[Opening PROVIDED RECORDS section]

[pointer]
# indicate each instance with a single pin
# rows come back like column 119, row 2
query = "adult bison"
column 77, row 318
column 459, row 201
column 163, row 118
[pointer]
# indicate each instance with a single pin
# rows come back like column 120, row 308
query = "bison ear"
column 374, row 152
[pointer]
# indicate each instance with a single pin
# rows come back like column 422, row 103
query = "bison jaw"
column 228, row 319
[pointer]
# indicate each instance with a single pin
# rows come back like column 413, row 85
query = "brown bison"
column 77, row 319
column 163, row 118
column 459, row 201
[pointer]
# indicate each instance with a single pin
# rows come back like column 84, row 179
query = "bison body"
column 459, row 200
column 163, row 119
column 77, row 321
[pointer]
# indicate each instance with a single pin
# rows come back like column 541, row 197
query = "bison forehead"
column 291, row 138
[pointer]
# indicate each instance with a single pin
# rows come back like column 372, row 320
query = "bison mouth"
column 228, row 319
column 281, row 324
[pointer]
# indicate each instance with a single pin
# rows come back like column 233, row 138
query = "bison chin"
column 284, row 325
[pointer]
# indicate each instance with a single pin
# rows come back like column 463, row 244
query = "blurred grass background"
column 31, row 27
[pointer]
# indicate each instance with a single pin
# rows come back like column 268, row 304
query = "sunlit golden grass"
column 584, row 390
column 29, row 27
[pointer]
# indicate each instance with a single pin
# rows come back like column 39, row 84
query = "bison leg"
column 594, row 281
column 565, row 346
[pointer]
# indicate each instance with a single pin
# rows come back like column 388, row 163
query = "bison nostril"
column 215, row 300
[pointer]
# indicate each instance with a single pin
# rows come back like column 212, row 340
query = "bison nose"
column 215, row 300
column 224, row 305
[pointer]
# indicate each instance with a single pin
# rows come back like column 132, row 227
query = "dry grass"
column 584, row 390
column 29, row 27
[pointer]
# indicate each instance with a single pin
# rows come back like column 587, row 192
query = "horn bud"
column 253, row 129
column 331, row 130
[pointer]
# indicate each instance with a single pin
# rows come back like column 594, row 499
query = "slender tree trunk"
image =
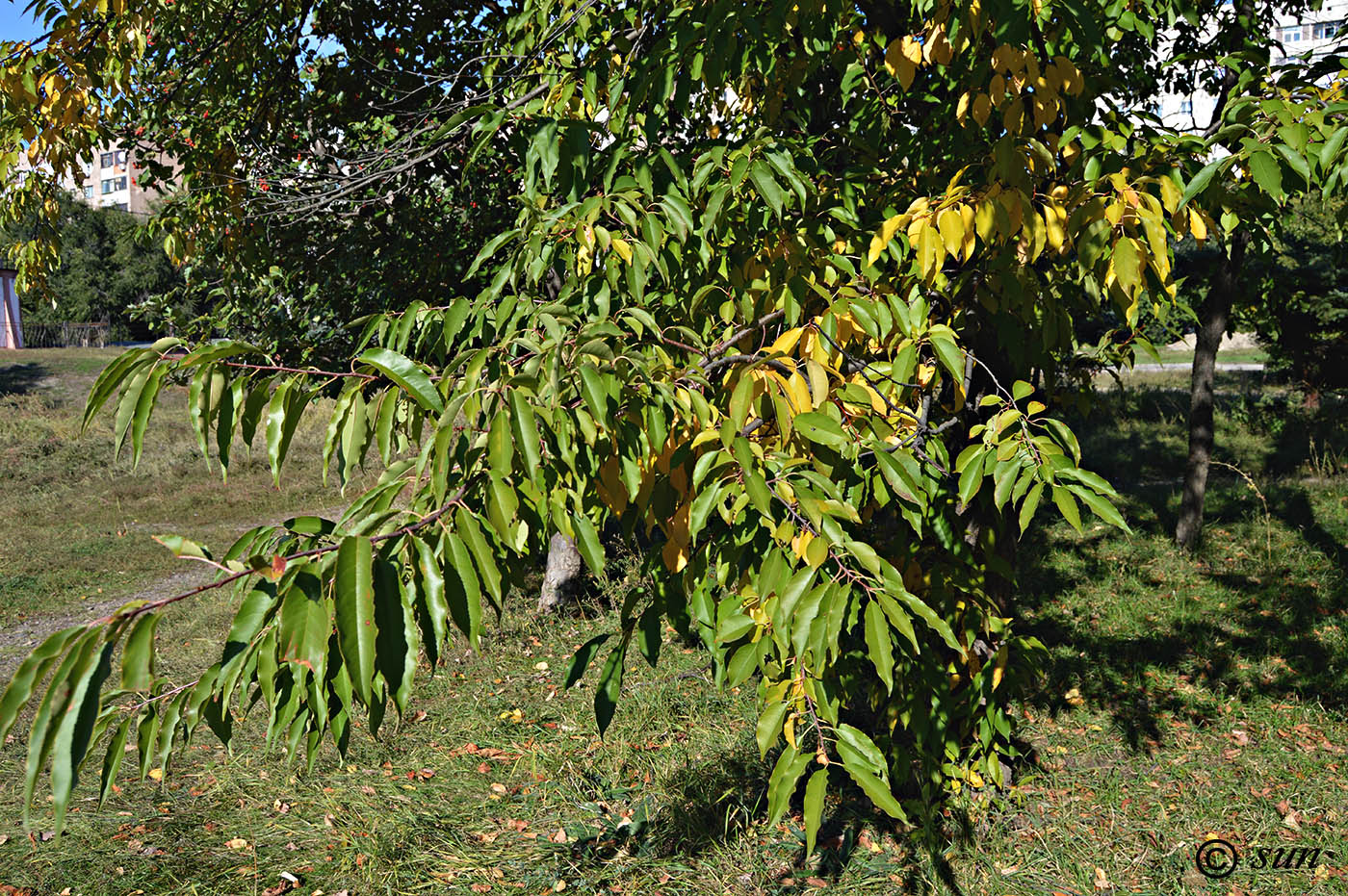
column 1213, row 317
column 562, row 578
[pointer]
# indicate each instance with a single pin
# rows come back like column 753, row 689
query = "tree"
column 105, row 272
column 1304, row 319
column 748, row 312
column 1264, row 155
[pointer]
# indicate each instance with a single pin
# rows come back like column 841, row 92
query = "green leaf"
column 586, row 539
column 431, row 588
column 472, row 534
column 112, row 760
column 1068, row 505
column 305, row 624
column 770, row 727
column 878, row 643
column 465, row 599
column 138, row 655
column 609, row 687
column 781, row 783
column 1102, row 507
column 407, row 374
column 813, row 808
column 878, row 791
column 71, row 741
column 354, row 593
column 1267, row 172
column 112, row 377
column 31, row 671
column 649, row 635
column 765, row 185
column 950, row 356
column 1330, row 150
column 819, row 428
column 1200, row 181
column 525, row 426
column 144, row 407
column 595, row 394
column 1030, row 505
column 741, row 666
column 582, row 659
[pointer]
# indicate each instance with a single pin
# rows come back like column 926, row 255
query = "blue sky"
column 16, row 24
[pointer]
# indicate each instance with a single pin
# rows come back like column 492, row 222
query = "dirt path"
column 16, row 640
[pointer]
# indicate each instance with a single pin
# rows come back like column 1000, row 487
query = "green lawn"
column 1185, row 698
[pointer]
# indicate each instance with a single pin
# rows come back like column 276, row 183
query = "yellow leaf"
column 786, row 343
column 1054, row 221
column 816, row 552
column 883, row 236
column 970, row 231
column 798, row 390
column 952, row 229
column 1197, row 225
column 981, row 110
column 930, row 252
column 1170, row 194
column 818, row 381
column 902, row 58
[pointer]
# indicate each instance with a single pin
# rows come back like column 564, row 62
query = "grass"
column 1185, row 698
column 87, row 518
column 1183, row 357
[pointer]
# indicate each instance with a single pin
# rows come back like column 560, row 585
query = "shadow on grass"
column 1244, row 628
column 20, row 377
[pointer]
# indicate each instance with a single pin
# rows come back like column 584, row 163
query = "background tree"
column 745, row 312
column 107, row 271
column 1303, row 320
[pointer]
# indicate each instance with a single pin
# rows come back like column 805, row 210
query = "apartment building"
column 1313, row 33
column 110, row 179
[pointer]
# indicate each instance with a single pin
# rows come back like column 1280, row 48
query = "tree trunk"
column 562, row 578
column 1213, row 316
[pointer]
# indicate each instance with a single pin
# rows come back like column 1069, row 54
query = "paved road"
column 1185, row 366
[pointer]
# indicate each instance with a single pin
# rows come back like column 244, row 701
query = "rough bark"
column 562, row 578
column 1213, row 317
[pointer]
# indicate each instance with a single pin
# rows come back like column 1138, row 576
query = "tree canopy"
column 786, row 294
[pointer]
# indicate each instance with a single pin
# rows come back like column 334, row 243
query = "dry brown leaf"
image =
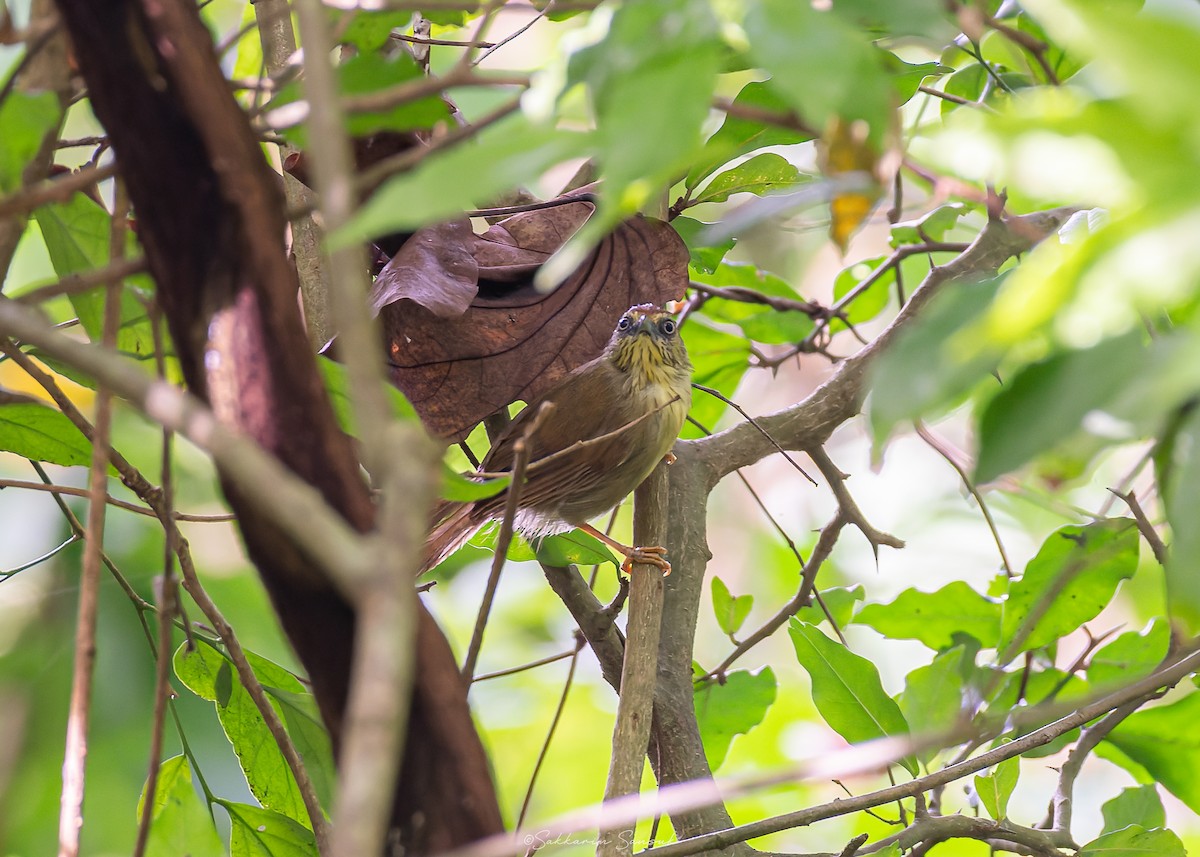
column 513, row 342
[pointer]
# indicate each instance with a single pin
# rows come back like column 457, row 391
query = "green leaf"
column 761, row 174
column 930, row 227
column 737, row 137
column 777, row 327
column 934, row 361
column 907, row 77
column 730, row 708
column 336, row 385
column 996, row 787
column 577, row 547
column 652, row 81
column 1164, row 741
column 898, row 18
column 1048, row 401
column 42, row 433
column 840, row 603
column 703, row 257
column 871, row 301
column 256, row 832
column 846, row 689
column 504, row 156
column 520, row 551
column 1181, row 495
column 1131, row 657
column 936, row 618
column 363, row 75
column 462, row 489
column 719, row 360
column 179, row 821
column 311, row 739
column 77, row 235
column 823, row 66
column 209, row 675
column 731, row 612
column 1135, row 841
column 1071, row 580
column 1140, row 805
column 934, row 694
column 769, row 325
column 370, row 30
column 25, row 118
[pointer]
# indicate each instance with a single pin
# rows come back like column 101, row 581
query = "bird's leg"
column 651, row 555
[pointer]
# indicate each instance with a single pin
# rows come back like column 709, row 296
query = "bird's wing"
column 587, row 403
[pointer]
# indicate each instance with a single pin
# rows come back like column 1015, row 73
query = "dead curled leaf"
column 466, row 330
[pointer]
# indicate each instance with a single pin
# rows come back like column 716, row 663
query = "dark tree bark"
column 210, row 216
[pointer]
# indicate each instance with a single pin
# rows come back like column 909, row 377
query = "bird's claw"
column 651, row 555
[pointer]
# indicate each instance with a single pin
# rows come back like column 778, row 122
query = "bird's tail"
column 455, row 525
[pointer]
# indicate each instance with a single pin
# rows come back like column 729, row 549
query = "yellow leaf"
column 846, row 154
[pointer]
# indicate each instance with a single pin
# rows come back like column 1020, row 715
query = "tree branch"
column 809, row 424
column 631, row 731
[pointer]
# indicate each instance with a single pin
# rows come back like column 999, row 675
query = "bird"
column 589, row 441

[Closing PROVIDED RECORDS section]

**EXERCISE DESCRIPTION**
Print exactly the lines from the beginning of the entries through the line with "# rows come back like column 413, row 85". Output nothing more.

**SOLVED PROBLEM**
[pointer]
# indicate each instance with a single pin
# rows come back like column 119, row 2
query = "adult bison"
column 77, row 318
column 459, row 201
column 163, row 118
[pointer]
# indicate each instance with a single pin
# rows come back like column 120, row 308
query = "bison ear"
column 374, row 152
[pointer]
# indicate each instance with a single pin
# rows come back like column 422, row 103
query = "bison jaw"
column 228, row 319
[pointer]
# indicate each instance with a single pin
# rows come back like column 413, row 85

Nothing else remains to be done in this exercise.